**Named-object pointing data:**
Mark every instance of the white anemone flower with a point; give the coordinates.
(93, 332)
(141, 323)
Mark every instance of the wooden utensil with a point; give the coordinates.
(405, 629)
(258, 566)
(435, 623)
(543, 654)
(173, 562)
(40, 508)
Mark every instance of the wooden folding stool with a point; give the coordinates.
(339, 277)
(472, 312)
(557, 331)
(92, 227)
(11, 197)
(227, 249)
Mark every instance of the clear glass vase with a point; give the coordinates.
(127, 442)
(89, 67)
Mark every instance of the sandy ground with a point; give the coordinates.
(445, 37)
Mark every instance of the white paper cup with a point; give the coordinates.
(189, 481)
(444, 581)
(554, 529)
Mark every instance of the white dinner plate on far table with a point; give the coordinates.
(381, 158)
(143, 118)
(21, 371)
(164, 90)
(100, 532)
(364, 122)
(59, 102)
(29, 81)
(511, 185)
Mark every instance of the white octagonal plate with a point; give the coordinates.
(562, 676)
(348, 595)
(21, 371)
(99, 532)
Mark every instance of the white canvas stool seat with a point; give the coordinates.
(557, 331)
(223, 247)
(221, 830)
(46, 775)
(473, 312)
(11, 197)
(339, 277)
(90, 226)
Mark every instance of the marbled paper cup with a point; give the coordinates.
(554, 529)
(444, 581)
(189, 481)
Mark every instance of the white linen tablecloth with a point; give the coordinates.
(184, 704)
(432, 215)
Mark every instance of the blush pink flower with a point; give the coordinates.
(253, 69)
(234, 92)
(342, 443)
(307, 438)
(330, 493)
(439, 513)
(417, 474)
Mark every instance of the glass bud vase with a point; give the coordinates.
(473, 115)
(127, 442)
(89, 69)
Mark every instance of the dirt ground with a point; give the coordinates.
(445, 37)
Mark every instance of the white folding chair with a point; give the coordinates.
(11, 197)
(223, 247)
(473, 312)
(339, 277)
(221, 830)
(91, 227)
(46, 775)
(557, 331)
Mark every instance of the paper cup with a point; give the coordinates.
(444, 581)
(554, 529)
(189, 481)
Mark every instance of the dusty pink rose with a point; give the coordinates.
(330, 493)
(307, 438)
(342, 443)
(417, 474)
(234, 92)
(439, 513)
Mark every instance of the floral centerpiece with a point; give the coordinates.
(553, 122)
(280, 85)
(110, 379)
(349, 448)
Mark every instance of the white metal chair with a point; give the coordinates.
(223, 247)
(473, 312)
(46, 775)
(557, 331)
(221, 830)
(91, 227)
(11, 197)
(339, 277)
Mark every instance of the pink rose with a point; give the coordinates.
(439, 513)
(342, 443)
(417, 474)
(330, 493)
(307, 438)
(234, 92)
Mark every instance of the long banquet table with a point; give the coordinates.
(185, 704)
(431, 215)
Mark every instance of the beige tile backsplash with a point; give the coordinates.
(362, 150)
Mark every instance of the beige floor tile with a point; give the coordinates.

* * *

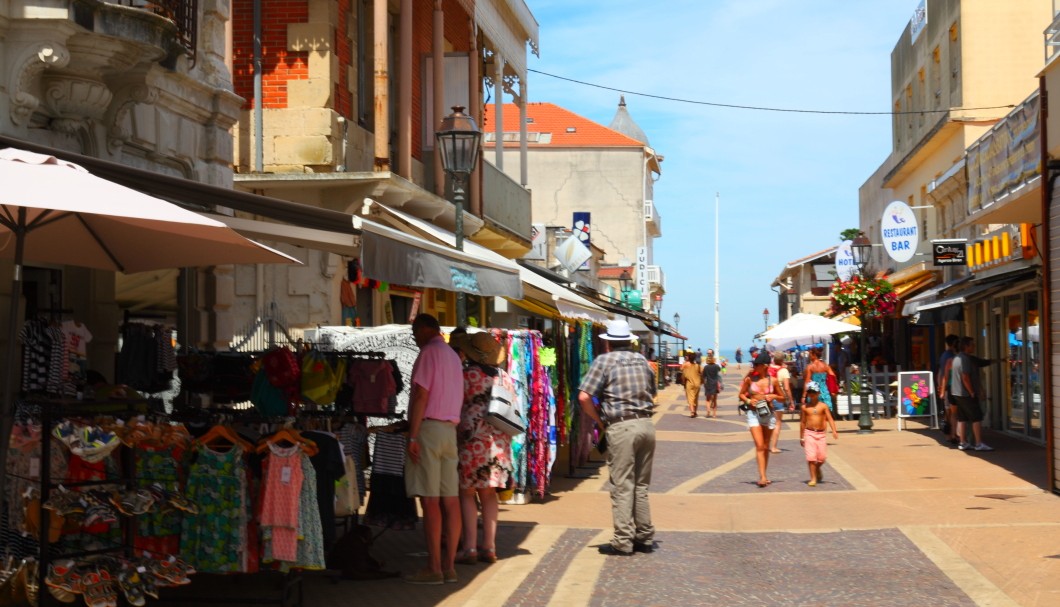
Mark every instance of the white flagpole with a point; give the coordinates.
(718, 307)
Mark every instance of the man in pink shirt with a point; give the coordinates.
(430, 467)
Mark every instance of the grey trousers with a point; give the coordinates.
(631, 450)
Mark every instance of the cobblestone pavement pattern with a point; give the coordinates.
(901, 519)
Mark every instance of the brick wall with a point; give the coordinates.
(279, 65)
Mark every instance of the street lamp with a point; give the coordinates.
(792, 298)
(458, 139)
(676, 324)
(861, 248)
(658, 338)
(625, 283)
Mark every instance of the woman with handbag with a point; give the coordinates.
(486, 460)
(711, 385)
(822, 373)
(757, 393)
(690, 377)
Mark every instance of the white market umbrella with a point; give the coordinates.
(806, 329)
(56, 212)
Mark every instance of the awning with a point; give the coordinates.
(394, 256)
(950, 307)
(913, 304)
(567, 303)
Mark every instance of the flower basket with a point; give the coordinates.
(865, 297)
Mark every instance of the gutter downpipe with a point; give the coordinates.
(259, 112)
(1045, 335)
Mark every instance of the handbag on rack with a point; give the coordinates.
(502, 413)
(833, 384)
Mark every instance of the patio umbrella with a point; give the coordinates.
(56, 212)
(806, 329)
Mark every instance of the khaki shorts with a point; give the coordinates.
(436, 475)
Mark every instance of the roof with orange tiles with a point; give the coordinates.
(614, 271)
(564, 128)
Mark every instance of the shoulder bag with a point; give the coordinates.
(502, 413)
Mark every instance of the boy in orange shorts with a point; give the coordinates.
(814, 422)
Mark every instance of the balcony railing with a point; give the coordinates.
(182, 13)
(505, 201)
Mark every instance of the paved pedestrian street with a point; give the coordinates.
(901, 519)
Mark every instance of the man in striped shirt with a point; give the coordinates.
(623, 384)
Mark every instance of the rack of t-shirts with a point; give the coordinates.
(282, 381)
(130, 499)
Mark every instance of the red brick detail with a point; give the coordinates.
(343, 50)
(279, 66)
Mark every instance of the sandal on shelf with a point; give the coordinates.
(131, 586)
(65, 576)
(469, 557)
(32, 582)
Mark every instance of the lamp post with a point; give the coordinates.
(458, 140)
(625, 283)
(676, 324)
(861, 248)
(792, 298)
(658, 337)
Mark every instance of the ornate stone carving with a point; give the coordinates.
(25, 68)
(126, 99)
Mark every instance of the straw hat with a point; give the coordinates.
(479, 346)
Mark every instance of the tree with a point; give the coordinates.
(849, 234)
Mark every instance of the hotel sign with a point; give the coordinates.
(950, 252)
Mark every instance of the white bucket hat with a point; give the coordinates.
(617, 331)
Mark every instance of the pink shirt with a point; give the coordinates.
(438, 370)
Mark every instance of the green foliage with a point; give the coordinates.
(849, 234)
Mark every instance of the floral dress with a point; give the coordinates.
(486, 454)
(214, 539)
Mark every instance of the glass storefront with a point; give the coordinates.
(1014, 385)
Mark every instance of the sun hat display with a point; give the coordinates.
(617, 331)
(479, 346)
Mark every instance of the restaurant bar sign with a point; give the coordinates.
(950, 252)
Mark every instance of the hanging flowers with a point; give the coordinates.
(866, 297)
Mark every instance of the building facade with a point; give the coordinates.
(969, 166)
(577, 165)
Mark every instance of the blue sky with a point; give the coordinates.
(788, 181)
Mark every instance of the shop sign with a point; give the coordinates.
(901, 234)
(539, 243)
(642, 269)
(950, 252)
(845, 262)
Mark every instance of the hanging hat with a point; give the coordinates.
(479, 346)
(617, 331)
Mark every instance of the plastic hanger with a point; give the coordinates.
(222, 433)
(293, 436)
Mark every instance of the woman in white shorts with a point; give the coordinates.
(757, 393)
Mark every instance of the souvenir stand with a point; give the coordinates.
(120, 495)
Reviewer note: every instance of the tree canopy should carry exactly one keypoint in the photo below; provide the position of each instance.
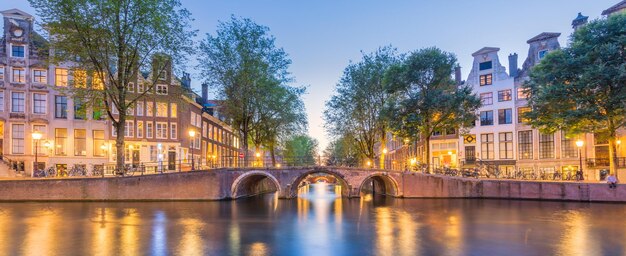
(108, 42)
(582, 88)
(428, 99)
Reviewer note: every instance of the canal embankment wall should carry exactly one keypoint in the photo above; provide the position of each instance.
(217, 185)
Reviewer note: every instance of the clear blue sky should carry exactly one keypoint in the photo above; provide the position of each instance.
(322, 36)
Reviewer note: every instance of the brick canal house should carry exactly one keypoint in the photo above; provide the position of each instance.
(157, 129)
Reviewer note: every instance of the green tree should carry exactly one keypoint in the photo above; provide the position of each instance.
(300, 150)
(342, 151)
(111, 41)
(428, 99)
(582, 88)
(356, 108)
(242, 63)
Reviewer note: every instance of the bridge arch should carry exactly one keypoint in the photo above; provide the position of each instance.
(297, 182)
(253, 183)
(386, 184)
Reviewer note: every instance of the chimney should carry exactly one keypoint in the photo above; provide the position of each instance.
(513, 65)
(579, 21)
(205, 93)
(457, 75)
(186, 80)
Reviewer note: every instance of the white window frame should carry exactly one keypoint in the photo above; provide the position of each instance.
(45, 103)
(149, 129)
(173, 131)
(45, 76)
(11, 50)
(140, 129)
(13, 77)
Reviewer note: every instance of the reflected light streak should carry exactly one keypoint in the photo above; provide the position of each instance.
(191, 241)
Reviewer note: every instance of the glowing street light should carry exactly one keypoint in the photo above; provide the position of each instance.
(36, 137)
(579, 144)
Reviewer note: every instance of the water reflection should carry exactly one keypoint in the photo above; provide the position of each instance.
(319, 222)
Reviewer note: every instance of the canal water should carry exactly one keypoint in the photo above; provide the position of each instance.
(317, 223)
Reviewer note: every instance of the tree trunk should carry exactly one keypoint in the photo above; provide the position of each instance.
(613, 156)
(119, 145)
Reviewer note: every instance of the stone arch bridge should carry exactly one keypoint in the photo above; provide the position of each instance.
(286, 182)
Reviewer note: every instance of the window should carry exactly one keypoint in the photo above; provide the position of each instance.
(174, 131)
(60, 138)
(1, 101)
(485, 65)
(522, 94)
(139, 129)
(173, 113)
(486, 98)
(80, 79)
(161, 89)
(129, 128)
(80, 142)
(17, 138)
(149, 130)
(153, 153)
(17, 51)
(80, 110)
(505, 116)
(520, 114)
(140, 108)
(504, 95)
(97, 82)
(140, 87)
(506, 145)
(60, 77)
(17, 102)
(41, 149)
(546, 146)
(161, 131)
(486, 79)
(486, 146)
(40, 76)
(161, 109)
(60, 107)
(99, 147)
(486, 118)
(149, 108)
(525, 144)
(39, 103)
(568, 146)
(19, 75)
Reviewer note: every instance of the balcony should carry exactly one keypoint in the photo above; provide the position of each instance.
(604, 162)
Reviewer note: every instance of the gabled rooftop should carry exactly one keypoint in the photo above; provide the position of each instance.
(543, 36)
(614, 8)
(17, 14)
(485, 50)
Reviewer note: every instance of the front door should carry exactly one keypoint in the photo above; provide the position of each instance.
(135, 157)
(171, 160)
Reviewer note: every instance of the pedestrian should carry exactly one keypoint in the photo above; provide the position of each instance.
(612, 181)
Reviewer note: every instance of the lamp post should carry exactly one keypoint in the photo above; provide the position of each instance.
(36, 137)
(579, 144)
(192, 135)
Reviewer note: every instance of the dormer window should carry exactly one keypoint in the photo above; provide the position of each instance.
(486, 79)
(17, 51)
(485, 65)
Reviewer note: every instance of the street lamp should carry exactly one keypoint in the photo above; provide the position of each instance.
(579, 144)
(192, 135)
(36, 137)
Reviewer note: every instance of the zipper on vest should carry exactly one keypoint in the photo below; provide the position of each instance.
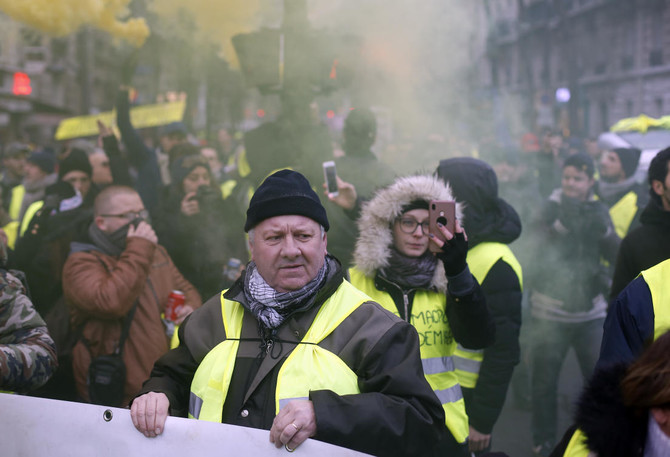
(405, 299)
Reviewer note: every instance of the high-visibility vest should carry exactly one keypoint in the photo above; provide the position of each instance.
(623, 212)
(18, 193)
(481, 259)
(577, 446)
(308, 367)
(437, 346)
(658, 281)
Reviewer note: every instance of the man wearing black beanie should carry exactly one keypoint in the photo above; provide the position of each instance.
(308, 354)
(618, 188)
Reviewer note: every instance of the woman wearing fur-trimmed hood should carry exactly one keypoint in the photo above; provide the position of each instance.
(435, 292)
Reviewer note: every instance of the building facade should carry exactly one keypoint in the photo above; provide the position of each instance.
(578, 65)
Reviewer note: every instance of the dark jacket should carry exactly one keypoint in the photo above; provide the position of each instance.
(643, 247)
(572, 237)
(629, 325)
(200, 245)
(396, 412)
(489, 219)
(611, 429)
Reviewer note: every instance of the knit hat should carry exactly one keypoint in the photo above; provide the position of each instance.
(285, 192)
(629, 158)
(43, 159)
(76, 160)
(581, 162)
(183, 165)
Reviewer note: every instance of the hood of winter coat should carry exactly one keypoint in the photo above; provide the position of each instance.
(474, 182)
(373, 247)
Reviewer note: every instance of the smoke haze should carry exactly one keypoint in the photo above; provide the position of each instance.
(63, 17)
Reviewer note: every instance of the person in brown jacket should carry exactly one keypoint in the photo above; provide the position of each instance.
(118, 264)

**The problem:** Locate each line in the data above that contains the word "street", and copy every such line.

**Written reply:**
Mark every instance of the street lamp with a point; give the coordinates.
Mark every instance of the paved pedestrian street with a point; give the coordinates.
Reviewer note: every instance of the glowing street light should carry exactly one keypoint in the photo above; provide the position of each instance.
Reviewer note: every instance of the street lamp should carry exactly one keypoint in the photo above; provide the position of each instance.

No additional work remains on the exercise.